THE PROBLEM
Verbatim reproduction of the entries is required; images must be omitted.

STUDY MATERIAL
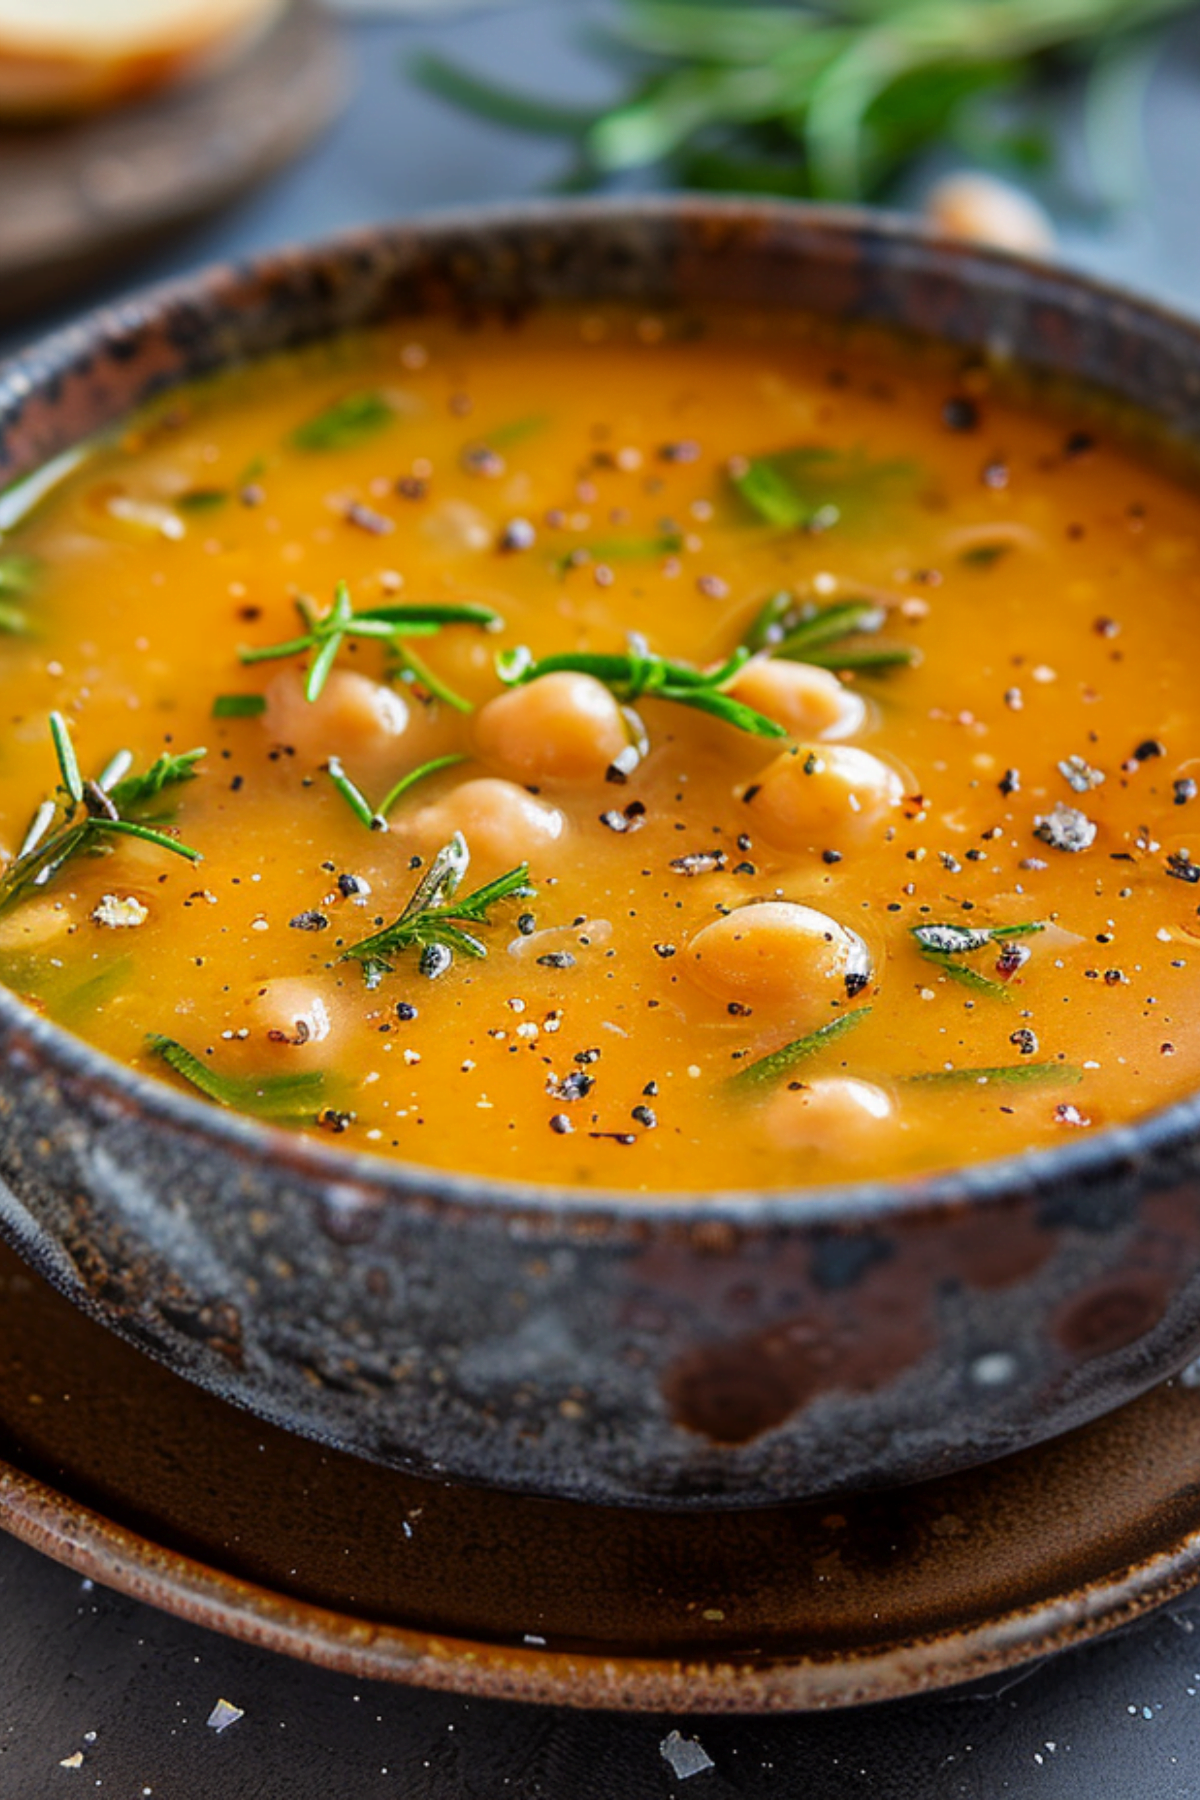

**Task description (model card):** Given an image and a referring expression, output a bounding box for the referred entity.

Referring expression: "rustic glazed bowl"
[2,198,1200,1512]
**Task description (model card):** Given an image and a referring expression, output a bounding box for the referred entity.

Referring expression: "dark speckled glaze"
[4,199,1200,1510]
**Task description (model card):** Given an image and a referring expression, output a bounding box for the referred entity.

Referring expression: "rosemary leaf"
[212,694,267,719]
[559,532,684,568]
[306,630,344,703]
[741,593,915,672]
[290,391,394,453]
[730,446,916,532]
[102,818,201,862]
[919,950,1011,1000]
[49,711,83,804]
[390,643,473,712]
[325,756,381,831]
[729,1005,871,1093]
[176,489,229,513]
[0,553,38,598]
[378,753,468,819]
[799,643,919,670]
[147,1034,327,1119]
[906,1062,1083,1087]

FINISHED TASK
**Task description (model card):** Given an image and a referring expression, output a bounding box for the referred entity.

Referring expression: "rustic glazed bowl"
[2,198,1200,1512]
**Task description (model card):** Given an image and a referring expression, output a bounding box for the referred entity.

Referring expression: "dark speckled glaze"
[4,199,1200,1510]
**Task description (model card):** Given an image and a referring expression, output a bounding box for the referred entity.

Referring expression: "rosemary leaf"
[212,694,267,719]
[559,532,684,568]
[306,630,344,703]
[741,593,915,672]
[290,391,394,453]
[730,446,916,532]
[102,818,201,862]
[919,950,1011,1000]
[49,711,83,804]
[390,643,473,712]
[325,756,381,831]
[729,1005,871,1093]
[176,489,229,513]
[0,553,38,598]
[378,753,468,819]
[799,643,919,670]
[147,1034,327,1119]
[906,1062,1083,1087]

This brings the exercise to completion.